**GOAL**
Please pick out and copy every line in the rows below that contains the string "Give". Case counts.

**RECORDS**

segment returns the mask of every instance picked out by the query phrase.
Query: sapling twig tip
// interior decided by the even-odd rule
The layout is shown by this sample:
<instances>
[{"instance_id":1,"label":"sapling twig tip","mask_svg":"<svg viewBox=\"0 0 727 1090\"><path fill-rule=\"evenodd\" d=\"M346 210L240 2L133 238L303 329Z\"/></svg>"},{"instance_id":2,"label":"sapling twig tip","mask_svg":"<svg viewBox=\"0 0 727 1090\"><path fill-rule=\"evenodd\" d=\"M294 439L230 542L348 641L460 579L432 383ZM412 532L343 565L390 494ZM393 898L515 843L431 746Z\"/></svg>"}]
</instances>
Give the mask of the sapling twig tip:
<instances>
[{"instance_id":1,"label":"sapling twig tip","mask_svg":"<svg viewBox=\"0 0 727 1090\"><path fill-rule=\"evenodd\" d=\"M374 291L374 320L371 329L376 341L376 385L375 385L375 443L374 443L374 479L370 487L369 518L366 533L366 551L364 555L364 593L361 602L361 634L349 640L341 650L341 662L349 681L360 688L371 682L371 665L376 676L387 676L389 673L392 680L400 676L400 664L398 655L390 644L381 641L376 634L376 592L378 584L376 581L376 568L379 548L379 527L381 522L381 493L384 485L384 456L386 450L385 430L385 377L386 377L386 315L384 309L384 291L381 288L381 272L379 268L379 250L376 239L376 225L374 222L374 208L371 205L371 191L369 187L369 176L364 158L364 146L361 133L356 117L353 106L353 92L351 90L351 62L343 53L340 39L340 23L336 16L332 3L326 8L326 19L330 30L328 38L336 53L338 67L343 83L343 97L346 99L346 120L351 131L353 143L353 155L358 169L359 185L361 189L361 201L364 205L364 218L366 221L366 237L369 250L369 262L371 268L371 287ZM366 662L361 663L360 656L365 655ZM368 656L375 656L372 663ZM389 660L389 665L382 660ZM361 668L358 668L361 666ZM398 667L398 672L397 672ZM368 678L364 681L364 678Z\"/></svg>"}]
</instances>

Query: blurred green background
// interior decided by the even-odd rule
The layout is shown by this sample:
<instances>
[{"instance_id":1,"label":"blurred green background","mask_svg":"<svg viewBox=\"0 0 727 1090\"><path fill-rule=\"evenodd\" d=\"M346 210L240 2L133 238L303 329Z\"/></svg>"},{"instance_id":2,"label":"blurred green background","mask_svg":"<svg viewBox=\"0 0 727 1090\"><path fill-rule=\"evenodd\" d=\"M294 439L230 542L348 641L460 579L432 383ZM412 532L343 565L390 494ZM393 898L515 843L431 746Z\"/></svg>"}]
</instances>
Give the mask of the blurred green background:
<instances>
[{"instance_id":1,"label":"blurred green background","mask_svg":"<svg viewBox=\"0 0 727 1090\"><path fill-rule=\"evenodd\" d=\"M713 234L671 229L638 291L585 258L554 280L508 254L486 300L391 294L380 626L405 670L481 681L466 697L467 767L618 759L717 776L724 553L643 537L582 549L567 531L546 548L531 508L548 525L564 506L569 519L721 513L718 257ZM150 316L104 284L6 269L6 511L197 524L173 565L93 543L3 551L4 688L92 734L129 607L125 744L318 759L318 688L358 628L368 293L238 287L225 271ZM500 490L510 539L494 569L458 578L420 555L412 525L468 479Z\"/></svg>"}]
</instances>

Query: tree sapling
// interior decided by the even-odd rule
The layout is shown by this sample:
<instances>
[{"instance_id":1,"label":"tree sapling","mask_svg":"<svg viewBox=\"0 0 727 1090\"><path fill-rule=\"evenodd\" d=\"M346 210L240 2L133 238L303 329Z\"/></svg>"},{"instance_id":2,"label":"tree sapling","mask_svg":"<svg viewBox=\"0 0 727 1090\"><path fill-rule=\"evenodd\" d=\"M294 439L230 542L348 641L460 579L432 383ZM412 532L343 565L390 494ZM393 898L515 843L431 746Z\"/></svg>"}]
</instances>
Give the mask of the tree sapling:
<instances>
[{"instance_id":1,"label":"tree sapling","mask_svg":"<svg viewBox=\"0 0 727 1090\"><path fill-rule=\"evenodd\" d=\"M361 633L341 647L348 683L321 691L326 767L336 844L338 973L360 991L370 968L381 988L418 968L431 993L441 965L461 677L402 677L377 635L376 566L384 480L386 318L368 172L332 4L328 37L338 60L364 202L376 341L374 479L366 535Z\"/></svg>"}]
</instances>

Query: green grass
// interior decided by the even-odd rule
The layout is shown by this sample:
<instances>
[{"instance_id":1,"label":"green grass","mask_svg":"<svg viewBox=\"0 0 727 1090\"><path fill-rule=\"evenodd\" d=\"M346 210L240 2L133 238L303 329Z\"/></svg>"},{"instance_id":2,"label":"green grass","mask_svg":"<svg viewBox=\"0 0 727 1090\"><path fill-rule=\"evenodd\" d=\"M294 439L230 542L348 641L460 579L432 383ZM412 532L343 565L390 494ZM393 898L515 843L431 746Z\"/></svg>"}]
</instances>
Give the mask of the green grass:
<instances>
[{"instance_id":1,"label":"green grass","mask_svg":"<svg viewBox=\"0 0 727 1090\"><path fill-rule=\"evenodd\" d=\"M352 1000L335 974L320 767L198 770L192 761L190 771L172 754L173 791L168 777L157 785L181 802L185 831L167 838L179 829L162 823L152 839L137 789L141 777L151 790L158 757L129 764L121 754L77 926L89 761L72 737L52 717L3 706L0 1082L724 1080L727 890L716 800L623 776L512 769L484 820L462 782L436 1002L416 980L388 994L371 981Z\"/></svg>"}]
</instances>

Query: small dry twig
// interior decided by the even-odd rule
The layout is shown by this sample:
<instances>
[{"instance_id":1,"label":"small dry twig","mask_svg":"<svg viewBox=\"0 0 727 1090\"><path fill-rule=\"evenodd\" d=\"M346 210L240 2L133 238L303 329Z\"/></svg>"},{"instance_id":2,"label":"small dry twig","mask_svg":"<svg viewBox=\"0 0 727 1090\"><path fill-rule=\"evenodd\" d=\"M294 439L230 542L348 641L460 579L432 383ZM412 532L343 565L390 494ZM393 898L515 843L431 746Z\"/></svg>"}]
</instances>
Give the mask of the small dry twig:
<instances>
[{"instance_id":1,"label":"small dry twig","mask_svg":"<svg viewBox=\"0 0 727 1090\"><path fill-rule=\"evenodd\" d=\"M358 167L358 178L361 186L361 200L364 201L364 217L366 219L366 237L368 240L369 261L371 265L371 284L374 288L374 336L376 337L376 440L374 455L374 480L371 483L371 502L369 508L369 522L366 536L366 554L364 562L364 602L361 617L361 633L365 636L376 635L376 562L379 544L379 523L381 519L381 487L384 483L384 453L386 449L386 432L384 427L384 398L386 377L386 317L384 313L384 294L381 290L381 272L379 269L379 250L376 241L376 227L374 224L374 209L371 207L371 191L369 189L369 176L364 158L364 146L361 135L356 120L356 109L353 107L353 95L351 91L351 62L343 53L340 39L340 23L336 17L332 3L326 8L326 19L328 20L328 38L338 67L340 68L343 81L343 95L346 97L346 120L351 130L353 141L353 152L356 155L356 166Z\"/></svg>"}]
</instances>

**SOLVED EXERCISE**
Give the mask of the sapling twig tip:
Give the mask of the blurred green background:
Give the mask of the tree sapling:
Give the mask of the green grass:
Give the mask of the small dry twig:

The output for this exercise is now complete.